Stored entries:
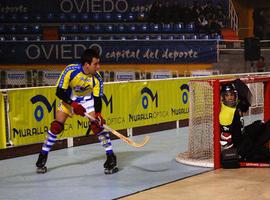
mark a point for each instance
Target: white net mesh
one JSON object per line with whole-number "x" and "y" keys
{"x": 201, "y": 123}
{"x": 200, "y": 144}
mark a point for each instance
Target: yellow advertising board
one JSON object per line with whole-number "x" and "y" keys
{"x": 2, "y": 123}
{"x": 125, "y": 105}
{"x": 139, "y": 103}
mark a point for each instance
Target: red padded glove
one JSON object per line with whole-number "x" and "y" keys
{"x": 78, "y": 108}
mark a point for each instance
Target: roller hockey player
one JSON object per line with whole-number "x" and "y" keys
{"x": 77, "y": 87}
{"x": 240, "y": 143}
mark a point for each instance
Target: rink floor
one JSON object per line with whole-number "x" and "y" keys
{"x": 77, "y": 172}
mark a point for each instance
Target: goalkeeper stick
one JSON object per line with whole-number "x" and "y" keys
{"x": 254, "y": 164}
{"x": 119, "y": 135}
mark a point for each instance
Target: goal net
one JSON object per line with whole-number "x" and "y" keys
{"x": 204, "y": 130}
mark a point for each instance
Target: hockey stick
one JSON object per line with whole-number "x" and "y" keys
{"x": 254, "y": 164}
{"x": 119, "y": 135}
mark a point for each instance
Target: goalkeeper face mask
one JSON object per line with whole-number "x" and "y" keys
{"x": 229, "y": 95}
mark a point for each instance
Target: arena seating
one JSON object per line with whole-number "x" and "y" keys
{"x": 98, "y": 26}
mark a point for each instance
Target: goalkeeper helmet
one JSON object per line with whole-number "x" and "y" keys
{"x": 229, "y": 95}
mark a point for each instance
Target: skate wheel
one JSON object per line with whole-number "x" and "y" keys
{"x": 42, "y": 170}
{"x": 112, "y": 171}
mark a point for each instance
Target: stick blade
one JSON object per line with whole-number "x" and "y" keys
{"x": 144, "y": 142}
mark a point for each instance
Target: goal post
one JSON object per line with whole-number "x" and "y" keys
{"x": 204, "y": 129}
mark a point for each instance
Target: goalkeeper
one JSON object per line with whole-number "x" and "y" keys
{"x": 80, "y": 88}
{"x": 247, "y": 141}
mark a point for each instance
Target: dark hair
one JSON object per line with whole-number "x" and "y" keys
{"x": 88, "y": 55}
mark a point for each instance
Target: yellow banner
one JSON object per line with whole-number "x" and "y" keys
{"x": 125, "y": 105}
{"x": 134, "y": 104}
{"x": 2, "y": 123}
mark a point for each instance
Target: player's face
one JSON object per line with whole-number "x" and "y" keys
{"x": 93, "y": 66}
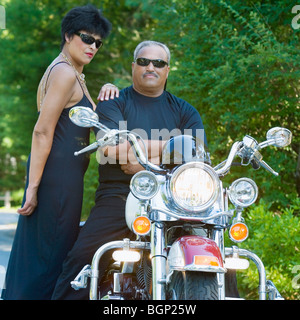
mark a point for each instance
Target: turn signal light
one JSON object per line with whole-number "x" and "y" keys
{"x": 141, "y": 225}
{"x": 238, "y": 232}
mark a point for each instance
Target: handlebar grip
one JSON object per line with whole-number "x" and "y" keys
{"x": 267, "y": 167}
{"x": 91, "y": 147}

• **TASK PROMPT**: Every line from the top of the records above to the line with "Target: roller hockey player", inclusive, should be duplicated exactly, minus the pictures.

• **ANSWER**:
mark a point for each instance
Target: white net mesh
one JSON object per line with whole-number "x" and "y" keys
{"x": 201, "y": 123}
{"x": 200, "y": 144}
mark a point for each instance
Target: yellow advertising board
one JSON object per line with whole-number "x" and "y" keys
{"x": 2, "y": 123}
{"x": 125, "y": 105}
{"x": 139, "y": 103}
mark a point for each instance
Target: red padded glove
one JSON object per line with whole-number "x" and "y" keys
{"x": 78, "y": 108}
mark a point for each instance
Target: roller hockey player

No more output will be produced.